## Text
·····

Techniques for a production of a polyketone from ethylene, propylene or the like .alpha.-olefin and carbon monoxide are well known.
For example, M. M. Brubaker et al. have reported a process for the production of a polyketone from ethylene and carbon monoxide in the presence of a radical initiator (J. Amer. Chem. Soc., 74, 1509 (1952)). Also, U.S. Pat. No. 2,577,208 (1951) discloses a process for the production of a polyketone from ethylene and carbon monoxide in the presence of a nickel catalyst.
However, since these polyketone production processes require reaction under a high pressure and the reaction of ethylene with carbon monoxide has no regularity, the resulting polyketone has low crystallinity and poor mechanical strength.
The term "regularity of reaction" as used herein firstly relates to the reaction order of a mono-substituted ethylene and carbon monoxide. The first case is as follows: when a mono-substituted ethylene and carbon monoxide do not react with each other in alternating fashion, a poly-substituted-ethylene moiety in which the mono-substituted ethylene molecules alone are polymerized is formed and carbon atoms having substituent groups in this moiety lose asymmetry, so that the resulting polyketone shows reduced optical activity.
The second case is regularity of the binding mode of a mono-substituted ethylene to carbonyl group (positional regularity). This is divided into a head to a head type, a head to tail type and a tail to tail type. The reaction is regular when the head to tail type binding is perfectly made.
The third case is a regularity formed by the binding mode of polymer-specific substituent groups (stereoregularity). Isotactic and syndiotactic are regular, but a completely random case is called atactic which is irregular.
The fourth case is chirality of newly formed asymmetric carbon. When a mono-substituted ethylene and carbon monoxide copolymerize in alternating fashion, carbon atoms to which substituent groups are linked become asymmetric carbons and a polymer is constituted from only one antipode, the resulting polyketone is isotactic and such a polyketone becomes an optically active polymer. When chirality is formed alternately, the polymer becomes syndiotactic having a relatively small angle of rotation.
A. Sen et al. have reported a polymerization reaction of an olefin and carbon monoxide in which [Pd(CH.sub.3 CN).sub.4 ](BF.sub.4).sub.2 (PPh.sub.3).sub.n (n=1 to 3) is used as a catalyst (J. Amer. Chem. Soc., 104, 3520 (1982)). According to this method, olefin and carbon monoxide are polymerized by alternating reaction, thus achieving the first case of the aforementioned regularities of reaction, but still leaving other regularities unsettled.
NL 84 03,035 (1984), EP 121,965 (1984) and EP 181,014 (1984) disclose polyketone production processes which use a complex of Pd(II), Co(II) or Ni(II) with a divalent ligand represented by RR.sub.1 M(CR.sub.4 R.sub.5)MR.sub.2 R.sub.3 (wherein M represents an element from P, As or Sb, each of R, R.sub.1, R.sub.2 and R.sub.3 represents a hydrocarbon radical and each of R.sub.4 and R.sub.5 represents hydrogen or a hydrocarbon radical which has no steric hindrance).

·····

## Extracted material
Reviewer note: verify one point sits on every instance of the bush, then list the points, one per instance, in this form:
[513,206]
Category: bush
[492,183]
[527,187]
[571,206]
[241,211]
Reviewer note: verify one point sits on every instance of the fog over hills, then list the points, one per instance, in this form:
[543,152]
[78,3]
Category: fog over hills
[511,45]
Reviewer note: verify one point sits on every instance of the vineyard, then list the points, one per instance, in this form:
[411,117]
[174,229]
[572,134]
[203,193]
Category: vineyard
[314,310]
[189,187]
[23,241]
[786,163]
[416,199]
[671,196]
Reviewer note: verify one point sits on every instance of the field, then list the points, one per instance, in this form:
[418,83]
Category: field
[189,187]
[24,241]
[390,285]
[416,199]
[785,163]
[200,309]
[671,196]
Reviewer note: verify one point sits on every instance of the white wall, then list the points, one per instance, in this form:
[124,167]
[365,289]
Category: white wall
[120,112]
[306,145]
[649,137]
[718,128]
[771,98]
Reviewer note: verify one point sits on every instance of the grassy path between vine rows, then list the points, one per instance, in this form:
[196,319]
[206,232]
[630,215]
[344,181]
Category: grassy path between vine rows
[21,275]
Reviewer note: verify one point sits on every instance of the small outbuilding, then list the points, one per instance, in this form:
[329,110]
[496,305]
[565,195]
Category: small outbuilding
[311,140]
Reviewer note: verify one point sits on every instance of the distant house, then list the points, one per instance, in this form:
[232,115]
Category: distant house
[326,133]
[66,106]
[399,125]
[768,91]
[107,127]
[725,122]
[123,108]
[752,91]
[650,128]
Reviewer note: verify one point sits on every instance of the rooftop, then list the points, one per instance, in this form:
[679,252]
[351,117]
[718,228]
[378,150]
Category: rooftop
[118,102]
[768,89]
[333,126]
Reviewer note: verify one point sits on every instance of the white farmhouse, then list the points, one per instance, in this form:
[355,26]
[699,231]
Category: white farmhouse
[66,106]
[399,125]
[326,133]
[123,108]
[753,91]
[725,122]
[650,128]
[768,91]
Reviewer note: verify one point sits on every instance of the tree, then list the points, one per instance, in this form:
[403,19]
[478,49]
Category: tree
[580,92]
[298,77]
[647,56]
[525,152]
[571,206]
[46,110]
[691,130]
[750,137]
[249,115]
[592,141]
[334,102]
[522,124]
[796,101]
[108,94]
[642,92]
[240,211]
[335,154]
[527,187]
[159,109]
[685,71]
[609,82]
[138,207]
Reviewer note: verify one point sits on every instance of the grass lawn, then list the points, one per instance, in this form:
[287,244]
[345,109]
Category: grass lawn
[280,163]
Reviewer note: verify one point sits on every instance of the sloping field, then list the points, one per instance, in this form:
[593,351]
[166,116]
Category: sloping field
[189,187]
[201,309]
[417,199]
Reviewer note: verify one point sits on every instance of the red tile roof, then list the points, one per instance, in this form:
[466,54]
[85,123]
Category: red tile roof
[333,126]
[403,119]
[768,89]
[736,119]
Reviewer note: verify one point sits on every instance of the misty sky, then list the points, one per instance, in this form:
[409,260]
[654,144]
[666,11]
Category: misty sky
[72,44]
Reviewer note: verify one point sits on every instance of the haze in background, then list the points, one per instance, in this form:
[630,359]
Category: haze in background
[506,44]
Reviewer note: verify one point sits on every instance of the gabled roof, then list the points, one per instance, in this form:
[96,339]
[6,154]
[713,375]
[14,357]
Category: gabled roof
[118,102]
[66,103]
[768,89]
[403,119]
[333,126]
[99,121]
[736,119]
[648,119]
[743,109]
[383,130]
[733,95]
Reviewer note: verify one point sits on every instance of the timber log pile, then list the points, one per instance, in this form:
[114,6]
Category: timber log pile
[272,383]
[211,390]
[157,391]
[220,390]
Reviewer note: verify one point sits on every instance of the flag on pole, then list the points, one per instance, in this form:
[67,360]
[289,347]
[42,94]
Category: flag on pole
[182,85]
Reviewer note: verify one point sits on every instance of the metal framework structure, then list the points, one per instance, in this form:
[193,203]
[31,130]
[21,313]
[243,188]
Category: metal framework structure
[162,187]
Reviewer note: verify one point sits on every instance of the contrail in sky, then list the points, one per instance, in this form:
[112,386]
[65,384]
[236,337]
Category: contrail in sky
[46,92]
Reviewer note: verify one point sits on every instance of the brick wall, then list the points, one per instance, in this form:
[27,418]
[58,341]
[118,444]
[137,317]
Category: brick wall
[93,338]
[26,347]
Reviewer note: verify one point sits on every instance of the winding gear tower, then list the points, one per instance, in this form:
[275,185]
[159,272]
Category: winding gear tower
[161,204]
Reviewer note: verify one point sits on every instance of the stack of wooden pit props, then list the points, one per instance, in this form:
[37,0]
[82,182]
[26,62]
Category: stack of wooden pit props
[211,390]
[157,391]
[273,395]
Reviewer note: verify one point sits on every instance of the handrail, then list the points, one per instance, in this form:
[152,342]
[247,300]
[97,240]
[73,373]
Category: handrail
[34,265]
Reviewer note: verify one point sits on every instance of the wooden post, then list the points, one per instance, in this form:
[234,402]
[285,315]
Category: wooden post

·····

## Task details
Continue the passage on polyketone production, starting after its last sentence.

## The output
Also, a copolymerization reaction in which a complex with a nitrogen-containing bidentate ligand such as bipyridine is used as a catalyst has been disclosed in JP-A-62-131025 (the term "JP-A" as used herein means an "unexamined published Japanese patent application").
Making use of such bidentate ligand complexes, processes for the production of a polyketone from a substituted ethylene such as propylene, styrene or the like and carbon monoxide have been disclosed (EP 229,408 (1986), JP-A-62-131025). For example, M. Barsacchi et al. (Angew. Chem. Int. Ed. Engl., 30, 989 (1991)) have carried out copolymerization of styrene and carbon monoxide using (1,10-phenanthroline)Pd(p-CH.sub.3 C.sub.6 H.sub.4 SO.sub.3).sub.2 as a catalyst and reported that the reaction was alternating and a syndiotactic binding mode was frequent as a stereochemistry of the substituent group. Polymerization of carbon monoxide with propylene or the like using a bidentate ligand complex has been disclosed in EP 376,364 (1989), EP 384,517 (1989), JP-A-2-189337 and JP-A-2-247223, but the aforementioned syndiotactic stereoselectivity is still low.
In addition, with regard to the synthesis of an optically active polyketone, the following report, for example, has recently been published.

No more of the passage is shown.